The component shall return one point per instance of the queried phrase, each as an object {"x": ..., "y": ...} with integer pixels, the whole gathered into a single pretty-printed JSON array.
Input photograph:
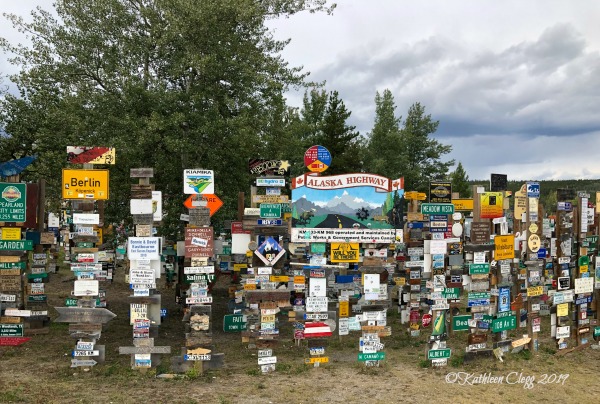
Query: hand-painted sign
[
  {"x": 85, "y": 184},
  {"x": 198, "y": 182},
  {"x": 268, "y": 167},
  {"x": 90, "y": 155},
  {"x": 317, "y": 159},
  {"x": 269, "y": 251},
  {"x": 13, "y": 202},
  {"x": 344, "y": 252}
]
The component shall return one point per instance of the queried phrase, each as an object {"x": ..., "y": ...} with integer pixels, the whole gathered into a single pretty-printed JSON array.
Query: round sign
[
  {"x": 317, "y": 159},
  {"x": 426, "y": 320},
  {"x": 456, "y": 229},
  {"x": 534, "y": 242}
]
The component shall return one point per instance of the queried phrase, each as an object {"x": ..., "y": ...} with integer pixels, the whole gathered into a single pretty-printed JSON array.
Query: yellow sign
[
  {"x": 400, "y": 281},
  {"x": 463, "y": 204},
  {"x": 504, "y": 247},
  {"x": 344, "y": 252},
  {"x": 11, "y": 233},
  {"x": 84, "y": 184},
  {"x": 491, "y": 205},
  {"x": 323, "y": 359},
  {"x": 238, "y": 267},
  {"x": 562, "y": 309},
  {"x": 344, "y": 308},
  {"x": 419, "y": 196},
  {"x": 535, "y": 291}
]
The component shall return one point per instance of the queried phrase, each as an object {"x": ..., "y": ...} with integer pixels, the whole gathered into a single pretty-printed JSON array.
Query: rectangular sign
[
  {"x": 13, "y": 202},
  {"x": 85, "y": 184}
]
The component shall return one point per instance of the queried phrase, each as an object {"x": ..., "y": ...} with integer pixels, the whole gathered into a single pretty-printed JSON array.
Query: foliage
[
  {"x": 460, "y": 181},
  {"x": 171, "y": 84}
]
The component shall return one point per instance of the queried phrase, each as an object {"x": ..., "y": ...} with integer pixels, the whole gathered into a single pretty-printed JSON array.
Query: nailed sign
[
  {"x": 13, "y": 203},
  {"x": 85, "y": 184}
]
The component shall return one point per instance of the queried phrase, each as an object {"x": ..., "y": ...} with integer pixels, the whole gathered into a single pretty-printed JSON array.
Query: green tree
[
  {"x": 422, "y": 153},
  {"x": 342, "y": 141},
  {"x": 384, "y": 147},
  {"x": 171, "y": 84},
  {"x": 460, "y": 181}
]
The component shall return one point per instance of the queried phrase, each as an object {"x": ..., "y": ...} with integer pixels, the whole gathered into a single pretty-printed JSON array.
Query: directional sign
[
  {"x": 13, "y": 341},
  {"x": 82, "y": 363},
  {"x": 84, "y": 315},
  {"x": 437, "y": 208},
  {"x": 13, "y": 204},
  {"x": 270, "y": 210},
  {"x": 211, "y": 201}
]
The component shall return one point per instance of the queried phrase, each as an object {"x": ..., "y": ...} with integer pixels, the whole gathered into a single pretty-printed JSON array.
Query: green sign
[
  {"x": 16, "y": 245},
  {"x": 234, "y": 322},
  {"x": 318, "y": 248},
  {"x": 451, "y": 293},
  {"x": 506, "y": 314},
  {"x": 479, "y": 269},
  {"x": 460, "y": 323},
  {"x": 377, "y": 356},
  {"x": 503, "y": 324},
  {"x": 11, "y": 330},
  {"x": 12, "y": 265},
  {"x": 13, "y": 204},
  {"x": 270, "y": 210},
  {"x": 437, "y": 208},
  {"x": 438, "y": 353},
  {"x": 70, "y": 302}
]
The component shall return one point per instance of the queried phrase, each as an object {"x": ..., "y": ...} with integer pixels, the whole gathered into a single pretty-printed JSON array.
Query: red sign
[
  {"x": 13, "y": 341},
  {"x": 199, "y": 242},
  {"x": 213, "y": 202}
]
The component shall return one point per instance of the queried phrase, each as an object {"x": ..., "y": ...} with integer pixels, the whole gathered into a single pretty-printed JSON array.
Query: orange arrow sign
[{"x": 213, "y": 202}]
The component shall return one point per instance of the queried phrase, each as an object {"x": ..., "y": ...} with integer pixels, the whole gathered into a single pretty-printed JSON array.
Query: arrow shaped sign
[
  {"x": 212, "y": 201},
  {"x": 98, "y": 315}
]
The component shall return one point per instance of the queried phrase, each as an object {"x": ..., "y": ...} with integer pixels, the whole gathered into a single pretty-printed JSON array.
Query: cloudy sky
[{"x": 515, "y": 84}]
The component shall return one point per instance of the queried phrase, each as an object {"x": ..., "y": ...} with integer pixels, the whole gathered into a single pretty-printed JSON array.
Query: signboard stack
[
  {"x": 144, "y": 252},
  {"x": 13, "y": 259},
  {"x": 198, "y": 275},
  {"x": 84, "y": 189}
]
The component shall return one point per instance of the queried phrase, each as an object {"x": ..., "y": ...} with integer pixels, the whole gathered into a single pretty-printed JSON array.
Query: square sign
[
  {"x": 12, "y": 202},
  {"x": 270, "y": 210},
  {"x": 269, "y": 251},
  {"x": 198, "y": 182},
  {"x": 533, "y": 189}
]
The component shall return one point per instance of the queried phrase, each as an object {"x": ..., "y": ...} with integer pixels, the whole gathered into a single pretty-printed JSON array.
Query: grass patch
[{"x": 12, "y": 396}]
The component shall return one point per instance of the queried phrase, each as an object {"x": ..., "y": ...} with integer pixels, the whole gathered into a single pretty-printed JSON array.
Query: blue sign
[
  {"x": 533, "y": 189},
  {"x": 270, "y": 222},
  {"x": 503, "y": 299}
]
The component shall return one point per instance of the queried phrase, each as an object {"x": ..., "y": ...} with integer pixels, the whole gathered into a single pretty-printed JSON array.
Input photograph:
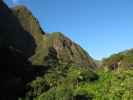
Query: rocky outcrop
[
  {"x": 122, "y": 59},
  {"x": 67, "y": 50},
  {"x": 12, "y": 33}
]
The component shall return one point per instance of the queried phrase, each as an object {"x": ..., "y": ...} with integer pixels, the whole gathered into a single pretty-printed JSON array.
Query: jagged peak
[{"x": 20, "y": 7}]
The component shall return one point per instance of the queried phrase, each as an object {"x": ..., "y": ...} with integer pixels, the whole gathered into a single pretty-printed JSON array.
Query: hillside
[
  {"x": 64, "y": 47},
  {"x": 39, "y": 66},
  {"x": 31, "y": 64},
  {"x": 122, "y": 59}
]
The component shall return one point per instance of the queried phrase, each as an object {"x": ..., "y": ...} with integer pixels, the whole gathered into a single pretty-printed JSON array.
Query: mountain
[
  {"x": 63, "y": 46},
  {"x": 122, "y": 59},
  {"x": 67, "y": 51},
  {"x": 32, "y": 62}
]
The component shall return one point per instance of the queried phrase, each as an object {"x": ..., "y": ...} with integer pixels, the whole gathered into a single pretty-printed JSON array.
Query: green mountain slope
[{"x": 123, "y": 59}]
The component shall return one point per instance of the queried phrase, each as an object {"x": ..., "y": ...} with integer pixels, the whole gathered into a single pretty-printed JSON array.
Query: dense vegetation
[{"x": 39, "y": 66}]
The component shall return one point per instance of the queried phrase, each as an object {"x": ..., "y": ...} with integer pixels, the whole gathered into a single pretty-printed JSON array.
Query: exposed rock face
[
  {"x": 29, "y": 23},
  {"x": 12, "y": 33},
  {"x": 123, "y": 59},
  {"x": 68, "y": 51}
]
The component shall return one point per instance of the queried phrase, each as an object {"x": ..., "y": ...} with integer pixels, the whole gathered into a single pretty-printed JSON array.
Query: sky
[{"x": 101, "y": 27}]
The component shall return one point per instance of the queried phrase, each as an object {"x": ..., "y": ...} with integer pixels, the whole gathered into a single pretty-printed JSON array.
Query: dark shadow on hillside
[
  {"x": 16, "y": 47},
  {"x": 13, "y": 34},
  {"x": 16, "y": 71}
]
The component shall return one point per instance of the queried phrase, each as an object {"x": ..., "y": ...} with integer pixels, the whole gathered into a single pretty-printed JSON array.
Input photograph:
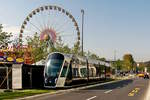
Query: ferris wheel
[{"x": 51, "y": 23}]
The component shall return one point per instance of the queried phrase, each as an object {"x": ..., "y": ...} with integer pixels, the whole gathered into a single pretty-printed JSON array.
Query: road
[{"x": 131, "y": 89}]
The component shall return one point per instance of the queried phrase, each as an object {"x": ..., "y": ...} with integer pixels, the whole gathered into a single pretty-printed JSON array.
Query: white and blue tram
[{"x": 64, "y": 70}]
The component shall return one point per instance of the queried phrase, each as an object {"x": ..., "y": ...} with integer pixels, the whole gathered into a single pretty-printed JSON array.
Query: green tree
[
  {"x": 128, "y": 62},
  {"x": 4, "y": 38},
  {"x": 118, "y": 65}
]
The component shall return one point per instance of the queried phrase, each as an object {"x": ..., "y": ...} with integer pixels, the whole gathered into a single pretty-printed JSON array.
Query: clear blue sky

***

**What you have to do**
Please collect every line in the entries above that contains the word "blue".

**Task output**
Query: blue sign
Query: white and blue tram
Query: clear blue sky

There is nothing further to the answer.